Slide 21 - Tekstslide

Mengkleuren
Veel kleuren in de wereld om je heen zijn mengkleuren. Bijvoorbeeld een bruine trui of een roze sjaal.

Witte voorwerpen kaatsen bijna al het zonlicht terug. Daarbij worden alle kleuren even sterk weerkaatst. In het weerkaatste licht vind je (net als in het zonlicht zelf) alle kleuren van de regenboog. 

Zwarte voorwerpen kaatsen maar weinig licht terug. Bijna al het zonlicht wordt geabsorbeerd, van welke kleur het ook is.

Slide 22 - Tekstslide

Magnesiumoxide is een kleurstof die in verf gebruikt wordt. Deze kleurstof weerkaatst 98% van het zonlicht dat erop valt.
Welke kleur heeft magnesiumoxide?
A
helder geel
B
fel rood
C
helder wit
D
diep zwart

Slide 23 - Quizvraag

Van ijzeroxide worden verschillende kleurstoffen gemaakt. Een van die kleurstoffen absorbeert meer dan 95% van het zonlicht dat erop valt.
Welke kleur heeft deze kleurstof van ijzeroxide?

- - - - - - -

MAAK DE OPDRACHTEN:
1. Schrijf uit de tekst over mengkleuren woord voor woord over. Begin bij "Welke kleur heeft magnesiumoxide?" en ga door tot en met "95% van het zonlicht dat erop valt.".
2. Klopt elke bewering met de tekst over mengkleuren? Antwoord met ja of nee en citeer de woorden uit de tekst die de doorslag geven.
(a) Witte voorwerpen weerkaatsen alle kleuren even sterk.
(b) Zwarte voorwerpen kaatsen het meeste licht terug.
(c) Magnesiumoxide weerkaatst 95% van het zonlicht dat erop valt.
3. Beantwoord deze vragen met de tekst over mengkleuren.
(a) Welke twee voorbeelden van mengkleuren geeft de tekst?
(b) Waarin wordt magnesiumoxide als kleurstof gebruikt?
(c) Hoeveel van het zonlicht absorbeert een van de kleurstoffen van ijzeroxide?

VERMELDINGEN:
- - - - - - -

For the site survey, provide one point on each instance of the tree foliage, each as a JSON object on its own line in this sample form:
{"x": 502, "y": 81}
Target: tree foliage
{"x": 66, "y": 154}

- - - - - - -

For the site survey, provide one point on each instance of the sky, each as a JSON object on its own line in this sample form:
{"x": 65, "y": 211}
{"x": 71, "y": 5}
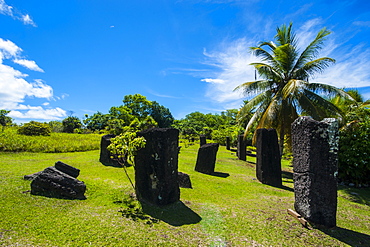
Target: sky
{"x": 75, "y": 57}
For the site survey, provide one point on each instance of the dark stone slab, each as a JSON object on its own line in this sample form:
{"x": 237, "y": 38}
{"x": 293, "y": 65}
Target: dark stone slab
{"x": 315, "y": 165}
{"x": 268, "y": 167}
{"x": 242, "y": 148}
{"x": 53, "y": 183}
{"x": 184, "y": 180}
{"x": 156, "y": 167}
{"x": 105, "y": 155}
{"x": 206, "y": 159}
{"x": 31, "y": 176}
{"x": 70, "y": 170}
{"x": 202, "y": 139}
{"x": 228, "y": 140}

- - - - - - -

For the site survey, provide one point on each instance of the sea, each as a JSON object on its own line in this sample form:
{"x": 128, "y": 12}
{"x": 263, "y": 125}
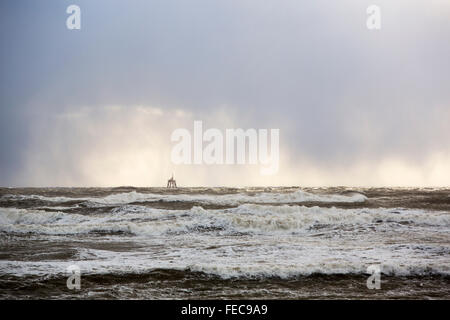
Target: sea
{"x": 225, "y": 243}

- - - - - - -

UITWERKINGEN:
1.
Welke kleur heeft magnesiumoxide?
A
helder geel
B
fel rood
C
helder wit
D
diep zwart

Slide 23 - Quizvraag

Van ijzeroxide worden verschillende kleurstoffen gemaakt. Een van die kleurstoffen absorbeert meer dan 95% van het zonlicht dat erop valt.

2.
(a) Ja: "Daarbij worden alle kleuren even sterk weerkaatst."
(b) Nee: "Zwarte voorwerpen kaatsen maar weinig licht terug."
(c) Nee: "Deze kleurstof weerkaatst 98% van het zonlicht dat erop valt."

3.
(a) Een bruine trui en een roze sjaal.
(b) In verf.
(c) Meer dan 95%.